— Begin Records provided —
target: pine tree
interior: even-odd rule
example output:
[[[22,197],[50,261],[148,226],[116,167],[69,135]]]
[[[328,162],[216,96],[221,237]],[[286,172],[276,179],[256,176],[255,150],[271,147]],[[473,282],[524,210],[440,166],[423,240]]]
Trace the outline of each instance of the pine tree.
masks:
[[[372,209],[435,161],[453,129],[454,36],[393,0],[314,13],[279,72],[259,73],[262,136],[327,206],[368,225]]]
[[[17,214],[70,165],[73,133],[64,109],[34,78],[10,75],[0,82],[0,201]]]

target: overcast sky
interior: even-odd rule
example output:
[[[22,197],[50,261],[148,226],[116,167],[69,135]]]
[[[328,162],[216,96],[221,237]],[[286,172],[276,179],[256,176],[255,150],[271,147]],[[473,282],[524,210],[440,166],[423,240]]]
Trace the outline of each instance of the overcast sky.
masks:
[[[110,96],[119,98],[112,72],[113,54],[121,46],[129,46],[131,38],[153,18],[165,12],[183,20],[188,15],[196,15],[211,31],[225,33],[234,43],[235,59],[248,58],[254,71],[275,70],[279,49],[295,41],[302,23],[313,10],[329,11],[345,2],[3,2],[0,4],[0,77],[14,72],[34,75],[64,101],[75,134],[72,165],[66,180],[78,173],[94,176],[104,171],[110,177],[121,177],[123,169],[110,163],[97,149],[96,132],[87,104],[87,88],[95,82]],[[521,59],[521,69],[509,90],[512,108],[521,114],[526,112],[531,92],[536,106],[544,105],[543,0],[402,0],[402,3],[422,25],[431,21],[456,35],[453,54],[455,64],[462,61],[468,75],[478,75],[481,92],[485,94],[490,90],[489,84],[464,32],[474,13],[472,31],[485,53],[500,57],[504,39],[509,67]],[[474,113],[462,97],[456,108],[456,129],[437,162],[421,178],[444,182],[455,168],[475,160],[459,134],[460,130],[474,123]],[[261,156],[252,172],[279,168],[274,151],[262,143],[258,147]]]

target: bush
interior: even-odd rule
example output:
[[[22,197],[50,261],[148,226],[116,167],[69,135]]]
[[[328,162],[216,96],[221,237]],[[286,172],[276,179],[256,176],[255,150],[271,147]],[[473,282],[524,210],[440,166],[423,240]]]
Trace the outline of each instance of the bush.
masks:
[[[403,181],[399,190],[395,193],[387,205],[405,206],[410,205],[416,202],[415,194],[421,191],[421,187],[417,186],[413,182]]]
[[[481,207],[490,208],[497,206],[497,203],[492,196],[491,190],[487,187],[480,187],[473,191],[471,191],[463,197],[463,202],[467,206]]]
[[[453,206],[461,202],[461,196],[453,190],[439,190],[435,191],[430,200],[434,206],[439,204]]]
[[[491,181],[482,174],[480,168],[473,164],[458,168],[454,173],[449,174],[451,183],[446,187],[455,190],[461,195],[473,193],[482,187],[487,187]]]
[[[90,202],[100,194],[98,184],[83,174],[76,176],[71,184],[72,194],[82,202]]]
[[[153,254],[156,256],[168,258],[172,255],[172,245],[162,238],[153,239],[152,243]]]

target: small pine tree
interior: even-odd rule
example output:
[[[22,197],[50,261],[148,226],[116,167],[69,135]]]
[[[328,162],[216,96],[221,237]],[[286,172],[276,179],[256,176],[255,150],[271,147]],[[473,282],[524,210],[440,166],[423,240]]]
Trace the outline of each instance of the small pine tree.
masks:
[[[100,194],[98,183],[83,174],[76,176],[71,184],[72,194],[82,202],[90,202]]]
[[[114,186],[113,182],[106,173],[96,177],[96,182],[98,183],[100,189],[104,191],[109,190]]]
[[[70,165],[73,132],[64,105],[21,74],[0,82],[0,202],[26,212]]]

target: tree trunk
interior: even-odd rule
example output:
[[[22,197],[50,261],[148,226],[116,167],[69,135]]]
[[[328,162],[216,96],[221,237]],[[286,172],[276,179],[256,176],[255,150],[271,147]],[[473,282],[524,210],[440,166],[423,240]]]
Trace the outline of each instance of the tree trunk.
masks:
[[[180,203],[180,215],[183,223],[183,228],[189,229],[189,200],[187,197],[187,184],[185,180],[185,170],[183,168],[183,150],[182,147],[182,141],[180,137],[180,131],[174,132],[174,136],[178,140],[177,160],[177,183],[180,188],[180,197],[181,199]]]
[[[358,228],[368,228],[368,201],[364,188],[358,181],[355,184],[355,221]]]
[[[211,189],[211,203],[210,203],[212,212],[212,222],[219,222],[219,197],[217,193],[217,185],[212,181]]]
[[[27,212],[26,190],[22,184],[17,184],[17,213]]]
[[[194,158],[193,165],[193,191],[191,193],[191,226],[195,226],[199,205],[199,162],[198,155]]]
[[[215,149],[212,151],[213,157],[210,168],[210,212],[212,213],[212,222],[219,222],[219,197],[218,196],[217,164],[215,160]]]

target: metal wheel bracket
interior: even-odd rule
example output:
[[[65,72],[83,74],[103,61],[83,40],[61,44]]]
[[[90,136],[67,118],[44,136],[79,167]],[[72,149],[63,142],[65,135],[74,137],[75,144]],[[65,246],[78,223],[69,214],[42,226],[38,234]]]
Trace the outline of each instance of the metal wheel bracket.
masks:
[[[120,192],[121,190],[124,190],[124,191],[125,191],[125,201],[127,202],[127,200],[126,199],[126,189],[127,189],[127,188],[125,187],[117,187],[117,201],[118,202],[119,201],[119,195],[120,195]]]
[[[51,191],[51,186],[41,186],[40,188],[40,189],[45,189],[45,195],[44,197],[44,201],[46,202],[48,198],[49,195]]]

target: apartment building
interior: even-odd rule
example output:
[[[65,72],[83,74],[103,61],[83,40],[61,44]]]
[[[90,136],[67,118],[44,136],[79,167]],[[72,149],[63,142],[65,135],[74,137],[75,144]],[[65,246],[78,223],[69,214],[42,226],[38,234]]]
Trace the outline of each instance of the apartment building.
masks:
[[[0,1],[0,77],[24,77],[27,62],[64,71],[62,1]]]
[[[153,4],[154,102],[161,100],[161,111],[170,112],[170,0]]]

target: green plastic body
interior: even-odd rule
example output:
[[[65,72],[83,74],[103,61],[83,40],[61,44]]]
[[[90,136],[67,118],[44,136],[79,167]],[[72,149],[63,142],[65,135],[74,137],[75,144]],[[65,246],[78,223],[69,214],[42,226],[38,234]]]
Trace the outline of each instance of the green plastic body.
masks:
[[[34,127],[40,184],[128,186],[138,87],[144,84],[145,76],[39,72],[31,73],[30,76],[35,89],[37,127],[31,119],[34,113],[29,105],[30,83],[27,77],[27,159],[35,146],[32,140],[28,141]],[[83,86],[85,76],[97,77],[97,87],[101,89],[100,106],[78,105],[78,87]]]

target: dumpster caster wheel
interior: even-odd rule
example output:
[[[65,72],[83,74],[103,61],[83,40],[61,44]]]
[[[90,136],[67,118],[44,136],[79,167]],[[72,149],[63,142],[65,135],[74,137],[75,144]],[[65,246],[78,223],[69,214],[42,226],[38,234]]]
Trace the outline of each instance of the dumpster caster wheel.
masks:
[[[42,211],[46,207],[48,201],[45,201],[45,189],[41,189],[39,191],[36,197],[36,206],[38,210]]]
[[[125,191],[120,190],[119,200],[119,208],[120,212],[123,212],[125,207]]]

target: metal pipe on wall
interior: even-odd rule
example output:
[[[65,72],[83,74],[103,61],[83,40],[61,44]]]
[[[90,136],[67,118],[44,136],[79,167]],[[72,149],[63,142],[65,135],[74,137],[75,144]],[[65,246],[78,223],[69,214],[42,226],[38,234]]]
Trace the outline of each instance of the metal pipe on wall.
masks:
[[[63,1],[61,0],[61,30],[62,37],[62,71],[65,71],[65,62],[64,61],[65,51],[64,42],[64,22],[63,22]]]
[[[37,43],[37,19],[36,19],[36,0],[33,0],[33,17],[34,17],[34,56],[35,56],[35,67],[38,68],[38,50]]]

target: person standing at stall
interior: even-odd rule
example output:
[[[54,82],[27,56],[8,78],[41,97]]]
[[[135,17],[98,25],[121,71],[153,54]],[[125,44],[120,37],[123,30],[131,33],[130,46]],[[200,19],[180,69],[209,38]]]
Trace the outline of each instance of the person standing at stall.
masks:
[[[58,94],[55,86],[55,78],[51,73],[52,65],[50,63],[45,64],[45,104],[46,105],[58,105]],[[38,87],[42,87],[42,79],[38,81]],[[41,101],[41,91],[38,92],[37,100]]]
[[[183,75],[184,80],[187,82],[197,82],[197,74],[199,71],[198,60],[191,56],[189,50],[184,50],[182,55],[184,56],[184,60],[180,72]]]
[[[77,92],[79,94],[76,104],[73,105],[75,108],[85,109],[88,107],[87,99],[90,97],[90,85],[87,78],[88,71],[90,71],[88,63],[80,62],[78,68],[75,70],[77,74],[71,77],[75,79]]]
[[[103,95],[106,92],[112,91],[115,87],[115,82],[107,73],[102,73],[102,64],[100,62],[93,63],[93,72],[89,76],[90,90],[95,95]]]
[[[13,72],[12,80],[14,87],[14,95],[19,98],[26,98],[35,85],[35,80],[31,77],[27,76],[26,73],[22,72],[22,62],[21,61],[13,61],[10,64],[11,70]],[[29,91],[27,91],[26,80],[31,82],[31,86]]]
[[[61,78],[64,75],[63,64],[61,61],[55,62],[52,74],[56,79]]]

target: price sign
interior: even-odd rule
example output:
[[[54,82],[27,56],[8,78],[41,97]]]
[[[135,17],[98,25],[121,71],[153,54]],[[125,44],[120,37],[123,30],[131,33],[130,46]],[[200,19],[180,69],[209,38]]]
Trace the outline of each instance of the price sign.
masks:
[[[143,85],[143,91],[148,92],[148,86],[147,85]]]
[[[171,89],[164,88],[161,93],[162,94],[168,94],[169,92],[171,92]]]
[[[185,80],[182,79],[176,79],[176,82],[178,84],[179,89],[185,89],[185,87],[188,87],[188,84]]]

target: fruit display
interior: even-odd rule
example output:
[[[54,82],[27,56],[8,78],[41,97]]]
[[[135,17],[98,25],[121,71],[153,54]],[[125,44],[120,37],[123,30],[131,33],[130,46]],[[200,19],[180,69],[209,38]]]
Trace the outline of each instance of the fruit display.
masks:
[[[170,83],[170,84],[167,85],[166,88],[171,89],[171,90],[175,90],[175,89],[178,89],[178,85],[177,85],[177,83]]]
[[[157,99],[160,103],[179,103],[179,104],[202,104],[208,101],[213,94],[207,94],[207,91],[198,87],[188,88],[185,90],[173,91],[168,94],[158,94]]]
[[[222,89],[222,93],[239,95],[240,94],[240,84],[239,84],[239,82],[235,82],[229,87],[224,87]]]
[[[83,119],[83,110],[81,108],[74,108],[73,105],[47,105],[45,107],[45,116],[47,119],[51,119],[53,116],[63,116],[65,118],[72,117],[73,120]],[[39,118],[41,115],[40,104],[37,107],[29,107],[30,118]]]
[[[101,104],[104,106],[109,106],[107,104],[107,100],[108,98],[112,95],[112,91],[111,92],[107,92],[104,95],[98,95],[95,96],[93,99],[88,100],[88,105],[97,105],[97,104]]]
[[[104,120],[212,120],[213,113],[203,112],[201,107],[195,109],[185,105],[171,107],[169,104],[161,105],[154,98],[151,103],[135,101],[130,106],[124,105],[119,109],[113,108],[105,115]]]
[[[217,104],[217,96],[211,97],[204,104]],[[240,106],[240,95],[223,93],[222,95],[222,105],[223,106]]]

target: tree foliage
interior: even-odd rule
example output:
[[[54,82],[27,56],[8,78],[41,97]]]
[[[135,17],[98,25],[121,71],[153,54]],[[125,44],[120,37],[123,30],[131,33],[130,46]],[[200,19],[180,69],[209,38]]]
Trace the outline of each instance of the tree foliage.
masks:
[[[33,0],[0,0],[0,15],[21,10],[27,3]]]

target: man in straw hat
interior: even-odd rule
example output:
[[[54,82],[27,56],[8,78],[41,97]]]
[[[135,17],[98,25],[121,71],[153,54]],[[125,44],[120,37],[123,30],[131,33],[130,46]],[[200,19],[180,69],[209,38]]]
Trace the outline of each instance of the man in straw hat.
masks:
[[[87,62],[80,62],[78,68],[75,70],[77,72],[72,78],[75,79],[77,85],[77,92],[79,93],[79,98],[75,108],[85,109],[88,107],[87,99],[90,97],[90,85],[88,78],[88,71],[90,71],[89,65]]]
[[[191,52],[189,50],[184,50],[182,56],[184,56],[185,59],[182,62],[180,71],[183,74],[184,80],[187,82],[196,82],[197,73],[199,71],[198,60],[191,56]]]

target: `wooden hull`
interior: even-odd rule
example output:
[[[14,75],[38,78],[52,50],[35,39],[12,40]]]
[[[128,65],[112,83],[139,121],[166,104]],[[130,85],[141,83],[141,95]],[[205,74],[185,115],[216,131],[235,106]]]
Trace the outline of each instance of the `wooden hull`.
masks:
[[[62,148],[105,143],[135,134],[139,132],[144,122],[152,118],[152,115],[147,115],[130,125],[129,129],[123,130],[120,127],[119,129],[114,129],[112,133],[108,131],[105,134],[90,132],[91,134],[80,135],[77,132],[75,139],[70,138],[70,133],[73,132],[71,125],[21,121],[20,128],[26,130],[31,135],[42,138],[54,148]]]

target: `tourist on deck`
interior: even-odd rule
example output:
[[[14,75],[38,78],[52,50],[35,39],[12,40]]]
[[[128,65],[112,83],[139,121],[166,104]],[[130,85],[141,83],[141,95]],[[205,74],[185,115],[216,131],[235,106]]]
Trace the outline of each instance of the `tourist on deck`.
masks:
— End Records provided —
Objective: Through the last line of the entries above, beginning at the line containing "target: tree foliage", transcribe each line exactly, both ends included and nothing more.

Answer for this exercise:
target: tree foliage
interior: even-odd rule
example output:
[[[54,82],[27,56],[8,78],[41,97]]]
[[[135,17],[98,25],[121,71],[153,54]],[[125,44],[120,37],[123,30],[131,33],[130,46]],[[200,19],[180,69],[209,38]]]
Trace the outline of each instance of the tree foliage.
masks:
[[[33,0],[0,0],[0,15],[21,10],[27,3]]]

target: man in straw hat
interior: even-odd rule
example output:
[[[54,82],[27,56],[8,78],[41,97]]]
[[[135,17],[98,25],[121,71],[153,54]],[[125,44],[120,37],[123,30],[131,33],[130,46]],[[200,19],[180,69],[209,38]]]
Trace the outline of each instance of the man in straw hat.
masks:
[[[87,62],[80,62],[78,68],[75,70],[77,72],[72,78],[75,79],[77,85],[77,92],[79,93],[79,98],[75,108],[85,109],[88,107],[87,99],[90,97],[90,85],[88,78],[88,71],[90,71],[89,65]]]
[[[191,52],[189,50],[184,50],[182,56],[184,56],[185,59],[182,62],[180,71],[183,74],[184,80],[187,82],[196,82],[197,73],[199,71],[198,60],[191,56]]]

target: `wooden hull`
interior: even-odd rule
example output:
[[[14,75],[38,78],[52,50],[35,39],[12,40]]]
[[[128,65],[112,83],[139,121],[166,104]],[[130,85],[141,83],[141,95]],[[205,74],[185,115],[216,131],[235,106]]]
Trace the outline of each instance of the `wooden hull`.
masks:
[[[62,148],[105,143],[135,134],[139,132],[144,122],[152,118],[152,115],[147,115],[130,125],[129,129],[123,130],[120,127],[119,129],[114,129],[112,133],[108,131],[105,134],[90,132],[91,134],[80,135],[77,132],[75,139],[70,138],[70,133],[73,132],[71,125],[21,121],[20,128],[26,130],[31,135],[42,138],[54,148]]]

target: `tourist on deck`
interior: even-odd rule
example output:
[[[14,75],[38,78],[52,50],[35,39],[12,40]]]
[[[128,65],[112,83],[139,121],[166,104]],[[130,85],[141,83],[141,95]],[[205,74],[185,115],[216,131],[235,106]]]
Trace the outline of each instance of the `tourist on deck`.
masks:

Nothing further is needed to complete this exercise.